STATED TASK: Make an exact copy of all the data.

Dataset records about object locations
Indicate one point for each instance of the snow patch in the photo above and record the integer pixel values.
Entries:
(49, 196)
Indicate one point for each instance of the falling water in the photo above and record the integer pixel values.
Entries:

WRITTEN REPLY:
Indicate one point for each instance of the snow patch in the photo above and record the integer pixel values.
Entries:
(49, 196)
Indicate one point for each instance of the falling water in the photo above and record the integer pixel values.
Entries:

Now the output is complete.